**TEXT SEGMENT:**
+---+
T-Shirts!

The Big Picture for Our Side Step into T-shirts

The trail video project has always been a good idea. We’re so ready to do that. There’s the matter of paying for everything though. We’re not ready for the successful funding campaign that has to come first. Frankly, now with Russ’ job loss, we’re worried about paying for the basics of life.

There Wasn’t a T-shirt Option Before

We’re intentionally making the video project low impact, so when originally considering supporter rewards for the video project, we considered a t-shirt, but decided to go digital for all the rewards. There were several reasons. First, because “no reward” support levels are often close to the same price point as “t-shirt reward level” support options. That can cause a supporter to think “Well, it’s free, I might as well go ahead and get the shirt.” When a person chooses a shirt that way, they aren’t necessarily interested in wearing it. It may go straight to a thrift store, or worse, it might even get round filed before it ever gets worn.
+---+
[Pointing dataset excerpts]
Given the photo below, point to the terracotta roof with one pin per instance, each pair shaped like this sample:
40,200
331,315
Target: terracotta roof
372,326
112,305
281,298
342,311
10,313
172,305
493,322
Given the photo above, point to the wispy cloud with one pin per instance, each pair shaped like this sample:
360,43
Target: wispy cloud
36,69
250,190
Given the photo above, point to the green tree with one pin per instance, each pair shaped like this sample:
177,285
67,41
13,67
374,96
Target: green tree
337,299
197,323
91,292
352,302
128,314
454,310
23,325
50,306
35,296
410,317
+---+
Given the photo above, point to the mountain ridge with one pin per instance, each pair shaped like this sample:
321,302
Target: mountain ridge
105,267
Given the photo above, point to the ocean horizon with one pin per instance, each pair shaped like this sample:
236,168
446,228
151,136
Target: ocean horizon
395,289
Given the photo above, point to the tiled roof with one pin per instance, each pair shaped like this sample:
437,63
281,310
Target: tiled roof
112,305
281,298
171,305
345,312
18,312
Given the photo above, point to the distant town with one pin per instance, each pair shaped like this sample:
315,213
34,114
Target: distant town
+---+
**PROBLEM SET:**
1. Answer these questions about the T-shirt post:
(a) What happened to Russ?
(b) In what form did the writers originally decide to offer all supporter rewards?
(c) What has to come before paying for the trail video project?
2. Please write the next part of the T-shirt post, picking up after its last sentence.

**ANSWERS PER TASK:**
1.
(a) He lost his job.
(b) Digital.
(c) A successful funding campaign.

2.
As a frequent thrift store shopper, I see Kickstarter rewards from time to time. Don’t get me wrong. Just because a reward made it to the thrift store shelf doesn’t necessarily mean it wasn’t a worthy item from a good project. But, if a lot of any given item makes it into the mega dumpster out behind the thrift store, that, of course, would be a different story. For a T-Shirt, that would be the worst form of Fast Fashion. Fast Fashion has big environmental and human costs, so we didn’t want to offer clothing that might not be used.

On top of all that, there’s the real dollar cost of production to the project. For every t-shirt reward the project gives away, the price of the project goes up and it needs more supporters to meet the project budget, which produces even more t-shirts that may never be worn. The negatives compound.

What Changed?

Life Changed. When Russ lost his job, he broke the news with the joke that he’d have plenty of time to work on the video project. In truth, the newfound freedom could be a potential stroke of serendipity that would make everything work out for the best, and things may still work out that way, they just haven’t yet.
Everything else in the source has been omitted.